====== Text extract ======

And I *heard* that they have dead aliens in a freezer at Wright-Patterson AFB.....


----------



## nando_514 (Mar 3, 2019)

EPilot said:


> You are going to find an empty catch can.
> The EA888 Gen 3 and Gen 3B have a built in oil separator and there is no need for a catch can at all.
> Most people install them even after its recommended they don't and report back to having nothing but a light film in the can.
> 
> ...



That's really interesting... Like I said in my OP, I ran this catch can on my previous S3 (EA888 Gen3) for around a year. Without fail, every 5,000 mi. the catch can would be around 50% - 75% filled with oil, unburnt gas and water. I've run catch cans for years, across different platforms and engines, and each time I crack it open, I find the typical nasty crud. I'm actually genuinely surprised that you believe there wouldn't be any blow-by in this engine. The factory oil separator IMO is hot trash lol. Otherwise it wouldn't be a recommended service from VW/Audi to do a valve cleaning every 30,000 - 50,000 miles. It's a known fact that, especially in direct-injected engines, catch cans are a must have. Without the gas splashing up on the back of those valves, you lose out on the cleaning properties traditionally found in port fuel injected motors. Have you personally ever run a catch can on these engines? I think you may be surprised at what you may find. When I get home I'll attach a picture of the back of the intake valves after 25,000 miles WITHOUT a catch can.


EDIT

I also forgot to mention-- in my OP I was clear to state that this is the exact catch can I ran on the S3. I simply uninstalled it and popped it on the Tig. They didn't "sell" me anything for the Tiguan, because they currently don't have any solutions confirmed for our engines.

====== Records shown ======

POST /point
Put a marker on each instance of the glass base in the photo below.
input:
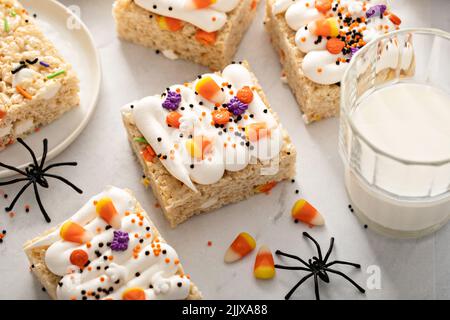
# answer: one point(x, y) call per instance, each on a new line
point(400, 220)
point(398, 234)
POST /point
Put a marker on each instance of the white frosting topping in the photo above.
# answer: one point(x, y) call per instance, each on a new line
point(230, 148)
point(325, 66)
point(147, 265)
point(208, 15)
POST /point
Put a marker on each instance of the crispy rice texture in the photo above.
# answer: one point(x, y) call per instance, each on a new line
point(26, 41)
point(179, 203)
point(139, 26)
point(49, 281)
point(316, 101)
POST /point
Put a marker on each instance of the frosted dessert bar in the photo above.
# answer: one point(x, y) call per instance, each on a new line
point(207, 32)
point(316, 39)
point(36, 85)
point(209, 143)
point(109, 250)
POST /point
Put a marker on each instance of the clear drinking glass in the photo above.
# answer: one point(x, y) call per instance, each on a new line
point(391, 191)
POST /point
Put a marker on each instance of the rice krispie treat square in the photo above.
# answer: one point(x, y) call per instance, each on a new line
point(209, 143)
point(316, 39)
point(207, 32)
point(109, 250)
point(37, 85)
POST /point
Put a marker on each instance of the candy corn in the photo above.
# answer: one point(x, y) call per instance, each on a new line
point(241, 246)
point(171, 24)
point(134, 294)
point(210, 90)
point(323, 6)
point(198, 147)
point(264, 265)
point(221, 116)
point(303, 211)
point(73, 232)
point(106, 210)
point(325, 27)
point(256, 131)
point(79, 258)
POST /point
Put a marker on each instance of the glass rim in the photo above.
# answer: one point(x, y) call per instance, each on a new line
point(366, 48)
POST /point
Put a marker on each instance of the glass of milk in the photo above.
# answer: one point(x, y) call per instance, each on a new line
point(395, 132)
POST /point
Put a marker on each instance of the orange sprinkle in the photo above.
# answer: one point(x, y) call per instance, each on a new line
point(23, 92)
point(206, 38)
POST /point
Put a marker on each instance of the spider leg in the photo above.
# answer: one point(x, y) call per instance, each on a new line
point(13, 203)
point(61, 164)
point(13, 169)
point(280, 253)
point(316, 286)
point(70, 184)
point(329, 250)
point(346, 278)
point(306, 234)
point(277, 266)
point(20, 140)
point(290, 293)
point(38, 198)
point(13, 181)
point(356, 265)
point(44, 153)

======
====== Records shown ======

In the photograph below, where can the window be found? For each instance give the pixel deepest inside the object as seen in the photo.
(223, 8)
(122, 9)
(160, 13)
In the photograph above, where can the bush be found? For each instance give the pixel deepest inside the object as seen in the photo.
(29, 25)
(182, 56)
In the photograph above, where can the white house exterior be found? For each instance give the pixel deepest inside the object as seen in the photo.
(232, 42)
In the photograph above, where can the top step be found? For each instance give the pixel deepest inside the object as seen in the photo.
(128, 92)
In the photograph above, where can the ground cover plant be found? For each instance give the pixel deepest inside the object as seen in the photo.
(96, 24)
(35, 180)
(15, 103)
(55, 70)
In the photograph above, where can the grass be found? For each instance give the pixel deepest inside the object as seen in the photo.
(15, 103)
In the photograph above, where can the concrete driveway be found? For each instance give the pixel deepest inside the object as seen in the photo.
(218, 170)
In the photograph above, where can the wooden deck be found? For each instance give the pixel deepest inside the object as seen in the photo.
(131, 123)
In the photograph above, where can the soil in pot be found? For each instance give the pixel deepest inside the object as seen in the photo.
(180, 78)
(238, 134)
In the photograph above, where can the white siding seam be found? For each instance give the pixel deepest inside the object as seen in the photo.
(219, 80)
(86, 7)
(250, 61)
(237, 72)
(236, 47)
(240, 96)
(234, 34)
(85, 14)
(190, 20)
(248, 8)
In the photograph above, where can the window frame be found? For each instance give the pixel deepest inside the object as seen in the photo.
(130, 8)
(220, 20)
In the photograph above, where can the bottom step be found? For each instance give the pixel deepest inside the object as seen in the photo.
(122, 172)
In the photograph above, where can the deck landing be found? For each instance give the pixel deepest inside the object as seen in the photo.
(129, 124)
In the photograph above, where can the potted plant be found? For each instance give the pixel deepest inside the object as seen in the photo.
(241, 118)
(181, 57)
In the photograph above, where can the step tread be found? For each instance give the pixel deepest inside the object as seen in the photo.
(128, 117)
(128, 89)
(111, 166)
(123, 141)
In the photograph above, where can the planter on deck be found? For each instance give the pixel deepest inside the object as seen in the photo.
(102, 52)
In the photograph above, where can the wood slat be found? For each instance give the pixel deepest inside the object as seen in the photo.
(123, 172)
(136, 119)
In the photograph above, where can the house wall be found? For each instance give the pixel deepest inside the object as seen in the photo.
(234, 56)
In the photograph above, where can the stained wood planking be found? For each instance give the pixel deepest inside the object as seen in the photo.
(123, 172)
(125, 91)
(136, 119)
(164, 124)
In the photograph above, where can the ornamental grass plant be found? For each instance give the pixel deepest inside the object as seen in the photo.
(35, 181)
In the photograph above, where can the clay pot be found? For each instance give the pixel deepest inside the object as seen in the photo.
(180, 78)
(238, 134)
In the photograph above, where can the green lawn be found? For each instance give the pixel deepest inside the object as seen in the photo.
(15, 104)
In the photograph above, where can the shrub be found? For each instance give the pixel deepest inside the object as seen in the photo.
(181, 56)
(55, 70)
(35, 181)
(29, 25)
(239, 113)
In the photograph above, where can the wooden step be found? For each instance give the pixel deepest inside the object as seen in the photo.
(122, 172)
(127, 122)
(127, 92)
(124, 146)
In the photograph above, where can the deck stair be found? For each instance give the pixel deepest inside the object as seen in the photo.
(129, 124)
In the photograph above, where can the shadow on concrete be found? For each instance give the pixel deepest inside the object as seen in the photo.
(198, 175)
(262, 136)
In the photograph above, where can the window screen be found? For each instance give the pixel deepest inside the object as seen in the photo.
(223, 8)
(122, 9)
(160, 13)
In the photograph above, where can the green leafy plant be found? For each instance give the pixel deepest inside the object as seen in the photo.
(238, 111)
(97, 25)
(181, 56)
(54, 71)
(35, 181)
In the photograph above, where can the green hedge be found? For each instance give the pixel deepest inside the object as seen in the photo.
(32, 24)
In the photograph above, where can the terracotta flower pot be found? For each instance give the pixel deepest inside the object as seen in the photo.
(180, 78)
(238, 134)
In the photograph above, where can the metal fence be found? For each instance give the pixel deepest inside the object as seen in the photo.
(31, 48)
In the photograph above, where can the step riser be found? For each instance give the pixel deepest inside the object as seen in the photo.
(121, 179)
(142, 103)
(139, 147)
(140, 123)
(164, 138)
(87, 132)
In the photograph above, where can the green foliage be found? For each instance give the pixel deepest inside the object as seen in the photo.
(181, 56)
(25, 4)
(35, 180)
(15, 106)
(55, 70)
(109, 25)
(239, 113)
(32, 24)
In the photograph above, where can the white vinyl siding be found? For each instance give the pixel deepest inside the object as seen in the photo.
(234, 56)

======

Exercise requirements ->
A - Find each line in the rows that contains the word "green" and copy it out.
B - Pick up the catch can thread after its final sentence and keep writing.
The catch can thread and the rows are unrelated.

Answers in order ->
A -
In the photograph above, where can the green lawn be found? For each instance give the pixel deepest inside the object as seen in the photo.
In the photograph above, where can the green leafy plant be found? For each instance give the pixel deepest inside the object as seen in the photo.
In the photograph above, where can the green hedge be found? For each instance give the pixel deepest inside the object as seen in the photo.
In the photograph above, where can the green foliage be found? For each instance give the pixel deepest inside the object as seen in the photo.

B -
----------



## nando_514 (Mar 3, 2019)

That's not something I've personally experienced in my years of running catch can setups. It's true, a lot of the condensation that can build up in the engine, will instead build up in the catch can as a pool of water. Obviously water can freeze if it's cold enough lol. This is why a *baffling* is the most important part about any catch can. The baffles are what help separate the liquids from the air, allowing it to flow back to the intake charge. Even if the water in the catch can DID freeze, it wouldn't have any effect as the air still has a path to flow back to the intake


----------



## EPilot (Jul 27, 1999)

nando_514 said:


> That's really interesting... Like I said in my OP, I ran this catch can on my previous S3 (EA888 Gen3) for around a year. Without fail, every 5,000 mi. the catch can would be around 50% - 75% filled with oil, unburnt gas and water. I've run catch cans for years, across different platforms and engines, and each time I crack it open, I find the typical nasty crud. I'm actually genuinely surprised that you believe there wouldn't be any blow-by in this engine. *The factory oil separator IMO is hot trash lol. Otherwise it wouldn't be a recommended service from VW/Audi to do a valve cleaning every 30,000 - 50,000 miles. It's a known fact that, especially in direct-injected engines, catch cans are a must have. Without the gas splashing up on the back of those valves, you lose out on the cleaning properties traditionally found in port fuel injected motors.* Have you personally ever run a catch can on these engines? I think you may be surprised at what you may find. When I get home I'll attach a picture of the back of the intake valves after 25,000 miles WITHOUT a catch can.


The bolded parts are completely wrong and have no basis of fact. *No where on the EA888 Gen 3 or Gen 3b is there a recommended valve cleaning service.* *No where!*

The EA888 Gen3 and Gen3b from 2015 on have none of the issues that the previous EA888 engines have with valve buildup. 

Please don't start blanket statement topics about this non issue.

Also I have never run a catch can with any EA888 engine I have owned. It's a pointless accessory and has no merit for removing deposits or prevention. 
This is coming from a long time wrench turner with decades of VW knowledge and experience.



nando_514 said:


> When I get home I'll attach a picture of the back of the intake valves after 25,000 miles WITHOUT a catch can.


Not sure the point.


----------



## nando_514 (Mar 3, 2019)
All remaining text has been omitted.